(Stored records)
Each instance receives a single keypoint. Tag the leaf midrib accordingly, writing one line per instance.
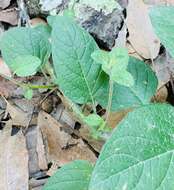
(134, 165)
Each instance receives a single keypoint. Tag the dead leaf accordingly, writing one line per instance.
(31, 140)
(13, 160)
(132, 51)
(53, 169)
(4, 3)
(19, 117)
(86, 135)
(61, 146)
(9, 16)
(4, 69)
(164, 69)
(36, 21)
(42, 161)
(141, 33)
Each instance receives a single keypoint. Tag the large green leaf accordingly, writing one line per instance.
(145, 85)
(20, 41)
(140, 153)
(26, 65)
(115, 64)
(82, 80)
(73, 176)
(163, 22)
(77, 74)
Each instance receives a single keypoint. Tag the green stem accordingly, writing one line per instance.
(109, 100)
(24, 85)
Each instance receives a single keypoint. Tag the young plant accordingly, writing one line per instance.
(139, 154)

* _Directions_
Repeat the records above exactly, leaving out any pictures they contain.

* _Task response_
Each instance receives a single keypoint. Tag the leaf midrib accordingly, writing one line per instance.
(134, 165)
Each instance receives a single keypoint. Tag the dead leaf accordingly, writing one line per instance.
(31, 140)
(13, 160)
(132, 51)
(53, 169)
(4, 3)
(19, 117)
(86, 135)
(61, 146)
(9, 16)
(4, 69)
(164, 69)
(36, 21)
(42, 161)
(141, 33)
Each instance receives a single keypoint. Tag the large green leaf accordingly, writing one line per instance.
(145, 85)
(20, 41)
(140, 153)
(26, 65)
(115, 64)
(82, 80)
(73, 176)
(163, 22)
(77, 74)
Each instance receives a single keypoint. Tag the green stem accordingly, writing one line per instance.
(109, 100)
(24, 85)
Each instance receives a single keypoint. Tag the young plant accordingly, writing one line per instance.
(139, 154)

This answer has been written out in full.